# Problem to solve:
May I have the lines from the one containing "Your task: point to each instance of the corrugated" to the end of the entries, returned exactly and with nothing else?

# Source records:
◇ ◇ ◇ ◇
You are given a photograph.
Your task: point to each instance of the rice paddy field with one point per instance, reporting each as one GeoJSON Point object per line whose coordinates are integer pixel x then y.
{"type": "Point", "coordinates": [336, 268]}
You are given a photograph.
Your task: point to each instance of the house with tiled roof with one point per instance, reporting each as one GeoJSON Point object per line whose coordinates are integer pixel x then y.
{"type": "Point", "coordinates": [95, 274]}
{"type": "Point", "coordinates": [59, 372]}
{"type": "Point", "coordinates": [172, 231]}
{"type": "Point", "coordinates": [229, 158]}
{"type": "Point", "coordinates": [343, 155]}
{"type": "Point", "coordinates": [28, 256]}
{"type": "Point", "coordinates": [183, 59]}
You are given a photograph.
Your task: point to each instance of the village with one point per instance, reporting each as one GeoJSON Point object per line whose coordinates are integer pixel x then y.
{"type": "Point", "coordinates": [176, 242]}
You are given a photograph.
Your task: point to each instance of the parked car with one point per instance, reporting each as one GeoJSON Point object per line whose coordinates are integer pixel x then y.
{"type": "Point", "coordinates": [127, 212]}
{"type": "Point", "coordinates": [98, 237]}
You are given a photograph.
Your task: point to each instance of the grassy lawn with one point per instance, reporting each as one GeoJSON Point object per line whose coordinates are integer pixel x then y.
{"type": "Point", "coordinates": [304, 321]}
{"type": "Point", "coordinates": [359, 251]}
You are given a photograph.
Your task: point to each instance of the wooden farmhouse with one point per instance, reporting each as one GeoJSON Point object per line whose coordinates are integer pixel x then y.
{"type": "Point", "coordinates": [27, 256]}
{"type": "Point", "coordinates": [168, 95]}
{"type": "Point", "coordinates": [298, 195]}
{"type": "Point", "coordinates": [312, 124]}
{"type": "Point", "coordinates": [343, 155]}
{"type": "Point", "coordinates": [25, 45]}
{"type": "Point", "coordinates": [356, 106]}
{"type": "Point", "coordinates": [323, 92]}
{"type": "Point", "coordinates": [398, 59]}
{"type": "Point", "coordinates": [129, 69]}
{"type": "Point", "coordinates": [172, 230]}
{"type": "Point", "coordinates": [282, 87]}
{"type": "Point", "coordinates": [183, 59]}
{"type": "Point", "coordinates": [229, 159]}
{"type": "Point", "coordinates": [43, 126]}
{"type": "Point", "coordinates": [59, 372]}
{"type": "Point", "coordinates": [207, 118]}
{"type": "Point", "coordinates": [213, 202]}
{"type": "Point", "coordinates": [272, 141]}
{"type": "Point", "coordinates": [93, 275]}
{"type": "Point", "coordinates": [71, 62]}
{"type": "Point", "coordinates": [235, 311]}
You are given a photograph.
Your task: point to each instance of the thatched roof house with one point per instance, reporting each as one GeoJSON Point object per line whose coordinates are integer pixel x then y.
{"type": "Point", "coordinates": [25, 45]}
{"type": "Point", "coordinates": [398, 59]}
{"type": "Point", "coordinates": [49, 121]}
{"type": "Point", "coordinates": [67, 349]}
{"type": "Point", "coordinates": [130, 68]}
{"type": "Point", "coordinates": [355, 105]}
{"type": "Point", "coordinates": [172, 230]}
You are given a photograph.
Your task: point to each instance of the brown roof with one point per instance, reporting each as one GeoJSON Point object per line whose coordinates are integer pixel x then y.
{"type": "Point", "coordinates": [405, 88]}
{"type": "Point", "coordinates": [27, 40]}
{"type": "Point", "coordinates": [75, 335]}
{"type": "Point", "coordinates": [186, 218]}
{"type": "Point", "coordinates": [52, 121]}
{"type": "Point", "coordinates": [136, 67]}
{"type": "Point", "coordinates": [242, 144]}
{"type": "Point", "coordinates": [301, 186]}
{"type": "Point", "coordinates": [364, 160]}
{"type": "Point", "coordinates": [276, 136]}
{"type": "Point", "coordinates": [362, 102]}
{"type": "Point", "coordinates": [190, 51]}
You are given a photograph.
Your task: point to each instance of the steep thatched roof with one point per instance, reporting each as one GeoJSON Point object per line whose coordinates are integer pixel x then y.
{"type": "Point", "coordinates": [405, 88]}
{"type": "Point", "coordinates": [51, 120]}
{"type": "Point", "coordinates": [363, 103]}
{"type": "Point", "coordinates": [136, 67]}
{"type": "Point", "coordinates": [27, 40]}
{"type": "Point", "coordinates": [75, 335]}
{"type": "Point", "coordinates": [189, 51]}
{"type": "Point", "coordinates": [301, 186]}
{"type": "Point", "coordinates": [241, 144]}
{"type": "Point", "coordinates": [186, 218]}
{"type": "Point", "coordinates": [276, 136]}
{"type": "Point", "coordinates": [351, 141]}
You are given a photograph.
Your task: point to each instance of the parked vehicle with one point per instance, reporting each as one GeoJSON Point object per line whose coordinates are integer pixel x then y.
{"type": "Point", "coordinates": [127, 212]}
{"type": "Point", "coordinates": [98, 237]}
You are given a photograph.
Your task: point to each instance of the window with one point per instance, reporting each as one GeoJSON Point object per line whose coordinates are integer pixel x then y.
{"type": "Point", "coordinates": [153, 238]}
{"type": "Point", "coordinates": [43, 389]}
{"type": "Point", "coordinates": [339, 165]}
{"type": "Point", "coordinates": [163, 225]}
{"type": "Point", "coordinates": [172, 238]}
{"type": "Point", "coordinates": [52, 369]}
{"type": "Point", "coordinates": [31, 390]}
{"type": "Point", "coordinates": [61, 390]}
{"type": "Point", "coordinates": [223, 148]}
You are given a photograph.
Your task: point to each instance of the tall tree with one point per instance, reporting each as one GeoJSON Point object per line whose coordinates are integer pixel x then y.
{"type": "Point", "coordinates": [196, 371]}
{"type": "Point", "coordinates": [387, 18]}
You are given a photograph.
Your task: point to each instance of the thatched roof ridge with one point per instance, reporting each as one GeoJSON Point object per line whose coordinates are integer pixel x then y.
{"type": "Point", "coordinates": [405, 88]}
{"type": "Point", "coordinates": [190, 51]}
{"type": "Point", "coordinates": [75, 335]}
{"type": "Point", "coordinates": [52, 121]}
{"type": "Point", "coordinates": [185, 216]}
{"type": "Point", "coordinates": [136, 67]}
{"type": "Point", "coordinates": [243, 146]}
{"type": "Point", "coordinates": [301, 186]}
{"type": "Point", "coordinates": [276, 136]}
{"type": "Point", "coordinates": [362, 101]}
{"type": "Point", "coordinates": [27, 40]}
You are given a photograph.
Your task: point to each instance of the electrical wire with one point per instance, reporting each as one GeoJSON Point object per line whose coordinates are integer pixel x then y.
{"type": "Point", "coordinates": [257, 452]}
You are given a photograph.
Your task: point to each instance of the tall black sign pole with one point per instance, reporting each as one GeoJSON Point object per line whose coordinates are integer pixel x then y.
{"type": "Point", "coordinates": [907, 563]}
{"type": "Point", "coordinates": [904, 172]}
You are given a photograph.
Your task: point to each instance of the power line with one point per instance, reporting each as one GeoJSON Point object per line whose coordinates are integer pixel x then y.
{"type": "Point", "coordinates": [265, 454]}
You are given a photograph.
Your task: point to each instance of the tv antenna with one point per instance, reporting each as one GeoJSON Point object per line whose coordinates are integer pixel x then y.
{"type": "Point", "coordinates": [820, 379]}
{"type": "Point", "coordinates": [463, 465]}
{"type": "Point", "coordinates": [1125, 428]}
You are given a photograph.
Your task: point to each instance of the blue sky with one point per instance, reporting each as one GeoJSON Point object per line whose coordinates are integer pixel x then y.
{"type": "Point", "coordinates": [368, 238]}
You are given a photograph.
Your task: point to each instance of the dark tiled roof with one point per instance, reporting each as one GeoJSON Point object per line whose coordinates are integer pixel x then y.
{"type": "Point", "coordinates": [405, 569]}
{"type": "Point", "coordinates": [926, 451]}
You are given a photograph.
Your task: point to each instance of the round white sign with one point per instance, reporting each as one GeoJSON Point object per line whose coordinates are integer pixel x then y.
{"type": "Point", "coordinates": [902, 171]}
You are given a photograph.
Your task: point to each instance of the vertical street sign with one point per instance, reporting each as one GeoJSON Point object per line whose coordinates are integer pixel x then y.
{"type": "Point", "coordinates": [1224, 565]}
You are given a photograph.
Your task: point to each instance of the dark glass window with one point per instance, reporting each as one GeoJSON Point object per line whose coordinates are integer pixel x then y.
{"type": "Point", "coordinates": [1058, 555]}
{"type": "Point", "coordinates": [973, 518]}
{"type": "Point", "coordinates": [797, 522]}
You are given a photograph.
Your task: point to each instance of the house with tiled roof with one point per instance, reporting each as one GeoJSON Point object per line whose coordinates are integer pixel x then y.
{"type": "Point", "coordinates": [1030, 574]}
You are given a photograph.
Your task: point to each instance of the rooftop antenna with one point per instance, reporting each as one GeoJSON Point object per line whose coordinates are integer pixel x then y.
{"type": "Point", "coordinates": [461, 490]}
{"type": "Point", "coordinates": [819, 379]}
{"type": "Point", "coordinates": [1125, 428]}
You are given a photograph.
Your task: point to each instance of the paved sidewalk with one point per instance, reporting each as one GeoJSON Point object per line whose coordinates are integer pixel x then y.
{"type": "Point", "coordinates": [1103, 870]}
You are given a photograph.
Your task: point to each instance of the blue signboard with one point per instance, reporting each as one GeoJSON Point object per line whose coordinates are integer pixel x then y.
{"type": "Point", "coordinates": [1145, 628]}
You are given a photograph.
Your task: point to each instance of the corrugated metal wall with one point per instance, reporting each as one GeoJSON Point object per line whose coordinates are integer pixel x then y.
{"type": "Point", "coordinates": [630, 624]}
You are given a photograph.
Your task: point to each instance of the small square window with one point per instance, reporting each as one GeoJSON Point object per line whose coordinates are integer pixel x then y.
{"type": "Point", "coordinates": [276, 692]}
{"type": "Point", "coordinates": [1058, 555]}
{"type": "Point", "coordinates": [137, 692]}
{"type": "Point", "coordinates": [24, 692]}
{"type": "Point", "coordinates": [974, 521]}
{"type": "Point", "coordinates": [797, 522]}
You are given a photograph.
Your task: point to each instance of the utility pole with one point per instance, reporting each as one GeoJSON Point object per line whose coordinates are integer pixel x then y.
◇ ◇ ◇ ◇
# Problem solution:
Your task: point to each instance of the corrugated metal wall with one point per instance, reporting each as one GeoJSON Point object per line whose coordinates are integer pixel x then y.
{"type": "Point", "coordinates": [630, 624]}
You are given a photograph.
Your task: point to each instance of the small square window with one point per instance, reporting each as one GeoJSON Point object per line whose coordinates are integer pixel x then y.
{"type": "Point", "coordinates": [276, 692]}
{"type": "Point", "coordinates": [1058, 555]}
{"type": "Point", "coordinates": [137, 692]}
{"type": "Point", "coordinates": [24, 692]}
{"type": "Point", "coordinates": [974, 521]}
{"type": "Point", "coordinates": [797, 522]}
You are given a photograph.
Your task: point to each instance of the utility pole with one point per instance, reporting each as one GeoJSON Point object per line whose coordinates are integer pixel x then y.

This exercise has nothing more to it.